### TASK
Report every line of the records below that contains the word "photo", copying each line in full. A match must have the same uppercase and lowercase letters.

### RECORDS PROVIDED
******

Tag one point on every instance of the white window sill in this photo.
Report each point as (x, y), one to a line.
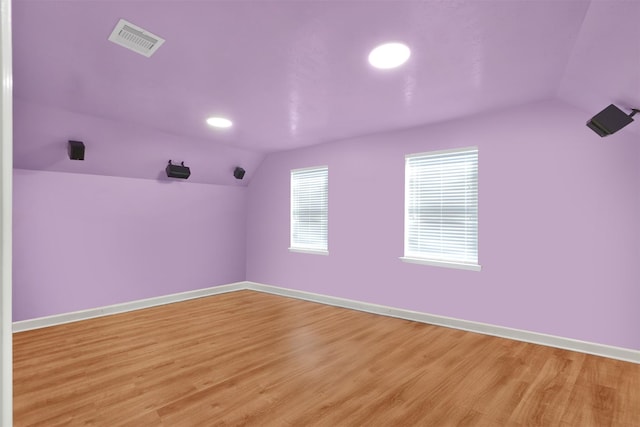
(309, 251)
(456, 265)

******

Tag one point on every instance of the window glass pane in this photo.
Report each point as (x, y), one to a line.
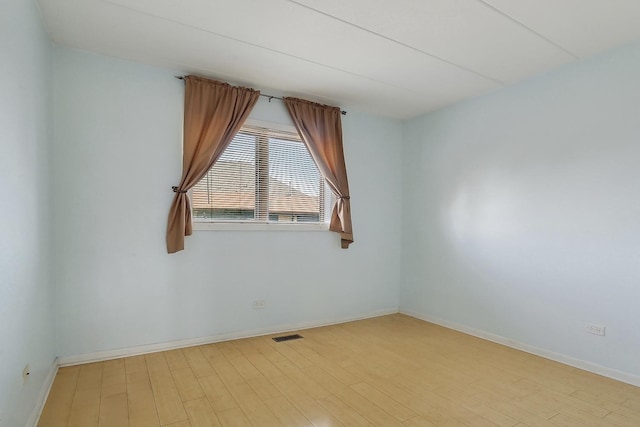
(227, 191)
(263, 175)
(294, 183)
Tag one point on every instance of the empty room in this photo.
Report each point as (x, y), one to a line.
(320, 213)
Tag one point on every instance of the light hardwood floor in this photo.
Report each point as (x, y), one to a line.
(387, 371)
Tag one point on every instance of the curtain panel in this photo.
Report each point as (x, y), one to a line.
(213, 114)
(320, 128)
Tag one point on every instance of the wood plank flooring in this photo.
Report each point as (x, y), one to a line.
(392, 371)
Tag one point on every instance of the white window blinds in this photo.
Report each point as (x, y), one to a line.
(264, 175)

******

### SOLUTION TO THE PROBLEM
Tag one point on every instance of the white window sill in this photo.
Tag one point on every instance of the window glass pane in this photo.
Tag one point on every instance of the empty room in this photo.
Tag one point on every instance of the light hardwood floor in this photo.
Tag one point on every instance of the curtain panel in this photo.
Tag one point on every instance of the wood plank flooring in this photo.
Tag one point on every instance of the white window blinds in this photo.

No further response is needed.